**Work to be completed:** If a line of the records contains the word "then", list it.

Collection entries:
────────────────────────────────────────

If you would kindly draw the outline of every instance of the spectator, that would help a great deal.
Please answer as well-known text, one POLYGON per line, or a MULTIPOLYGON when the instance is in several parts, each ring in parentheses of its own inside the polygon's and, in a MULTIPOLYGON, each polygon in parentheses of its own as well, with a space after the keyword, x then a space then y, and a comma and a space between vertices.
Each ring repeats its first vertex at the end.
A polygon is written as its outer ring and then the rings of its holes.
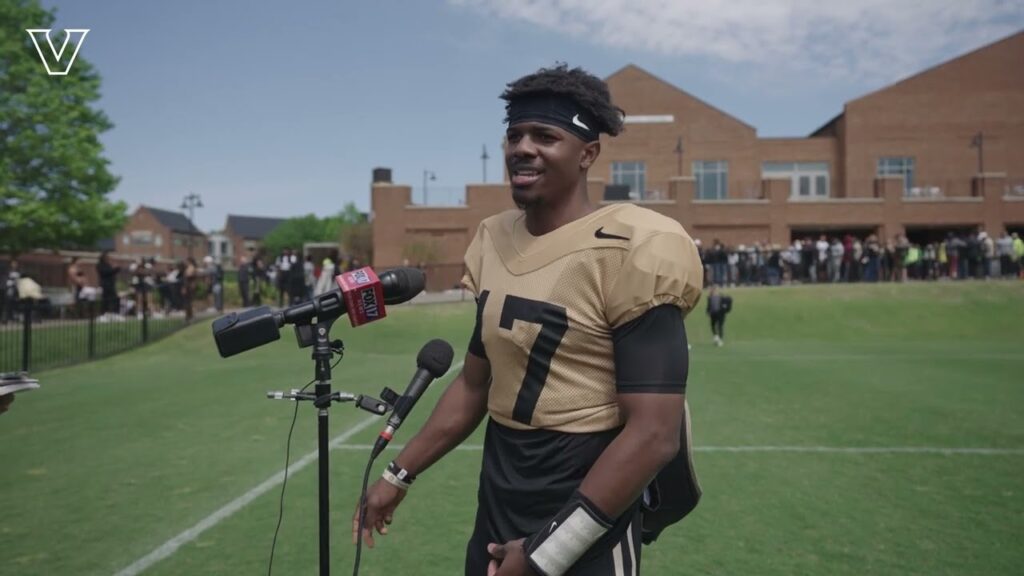
POLYGON ((152 274, 152 267, 144 258, 139 258, 131 263, 128 271, 131 272, 132 292, 135 294, 135 312, 139 318, 142 318, 149 308, 149 304, 146 302, 146 292, 149 288, 147 280, 152 274))
POLYGON ((868 236, 864 243, 864 281, 878 282, 880 279, 880 266, 882 261, 882 246, 878 243, 878 237, 874 234, 868 236))
POLYGON ((11 260, 10 269, 7 271, 7 280, 4 282, 4 306, 3 321, 14 320, 15 310, 18 305, 18 280, 21 279, 21 272, 18 271, 18 261, 11 260))
POLYGON ((210 294, 213 295, 213 308, 218 313, 224 312, 224 267, 215 262, 212 256, 203 258, 206 264, 206 276, 209 279, 210 294))
POLYGON ((117 304, 117 273, 120 271, 120 266, 110 263, 109 250, 100 253, 100 260, 96 263, 96 273, 100 277, 100 291, 103 293, 100 308, 103 316, 120 312, 120 307, 117 304))
POLYGON ((828 277, 833 283, 842 279, 844 254, 846 254, 846 248, 843 247, 842 242, 839 241, 839 238, 833 238, 832 245, 828 249, 828 277))
POLYGON ((823 279, 825 281, 828 281, 829 280, 829 274, 828 274, 829 244, 828 244, 828 240, 825 238, 824 234, 822 234, 818 238, 818 241, 815 242, 815 244, 814 244, 814 252, 815 252, 815 254, 814 254, 814 256, 815 256, 815 258, 814 258, 814 281, 815 282, 821 282, 823 279), (822 278, 822 276, 824 276, 824 278, 822 278))
POLYGON ((249 277, 252 275, 252 265, 249 259, 242 256, 238 264, 238 293, 242 297, 242 308, 249 307, 249 277))
POLYGON ((979 232, 978 240, 981 242, 981 251, 985 258, 984 260, 984 272, 985 278, 998 278, 999 277, 999 257, 996 254, 996 243, 992 240, 992 237, 988 235, 988 232, 979 232))
MULTIPOLYGON (((746 247, 743 246, 743 245, 740 246, 740 249, 746 251, 746 247)), ((723 247, 723 251, 725 251, 724 247, 723 247)), ((725 263, 726 263, 726 266, 727 266, 726 272, 728 274, 728 278, 726 279, 726 281, 728 282, 729 286, 735 286, 736 282, 738 281, 738 278, 739 278, 739 262, 740 262, 739 254, 736 251, 732 251, 732 252, 726 251, 725 252, 725 263)))
POLYGON ((903 234, 897 234, 893 243, 892 255, 892 281, 907 281, 907 254, 910 252, 910 242, 903 234))
POLYGON ((276 266, 277 274, 275 276, 275 284, 277 285, 277 307, 284 307, 284 296, 288 293, 288 289, 291 283, 291 272, 292 264, 295 262, 295 256, 292 255, 291 248, 285 248, 281 255, 277 258, 276 266))
POLYGON ((919 280, 934 280, 937 275, 938 251, 935 244, 927 244, 921 251, 922 271, 919 280))
POLYGON ((68 288, 71 289, 71 301, 77 304, 82 299, 82 288, 85 288, 85 271, 78 265, 78 256, 72 256, 67 269, 68 288))
POLYGON ((946 250, 950 252, 950 275, 959 280, 966 280, 970 268, 967 240, 961 235, 953 236, 947 243, 946 250))
POLYGON ((199 275, 199 267, 195 258, 191 256, 182 264, 178 265, 181 278, 181 304, 185 309, 185 321, 192 321, 192 301, 196 296, 196 279, 199 275))
POLYGON ((1011 237, 1013 238, 1013 262, 1017 269, 1017 277, 1024 278, 1024 239, 1016 232, 1011 237))
POLYGON ((800 246, 800 265, 803 268, 800 272, 801 279, 805 282, 815 282, 818 275, 818 265, 814 240, 810 237, 804 238, 800 246))
POLYGON ((999 258, 999 275, 1002 277, 1016 276, 1013 270, 1013 238, 1006 232, 996 241, 996 253, 999 258))
POLYGON ((860 282, 864 275, 864 265, 861 263, 864 258, 864 244, 861 243, 860 238, 853 239, 850 250, 850 267, 848 269, 847 281, 860 282))
POLYGON ((302 274, 305 283, 306 300, 311 300, 313 298, 313 287, 316 285, 316 274, 315 266, 313 266, 313 256, 306 256, 306 261, 303 262, 302 264, 302 274))
POLYGON ((267 266, 263 257, 256 256, 252 259, 252 302, 253 306, 263 305, 263 285, 269 282, 267 266))
POLYGON ((711 293, 708 295, 708 316, 711 317, 711 334, 714 337, 715 346, 725 344, 725 315, 732 311, 732 298, 718 292, 718 287, 712 285, 711 293))
POLYGON ((323 265, 320 268, 320 278, 317 279, 316 286, 313 288, 313 295, 319 296, 333 290, 336 286, 334 283, 335 274, 334 261, 330 258, 324 258, 323 265))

────────────────────────────────────────

**Task response:**
Please answer as well-known text, one POLYGON per line, or a MULTIPOLYGON when the instance is in several parts, each ring in parentheses of its own inside the polygon's and, in a MULTIPOLYGON, each polygon in parentheses of its own as well, with a space after the keyword, x then a space then y, and a comma and a space between vertices.
A polygon is written as its outer ring and then the rings of its holes.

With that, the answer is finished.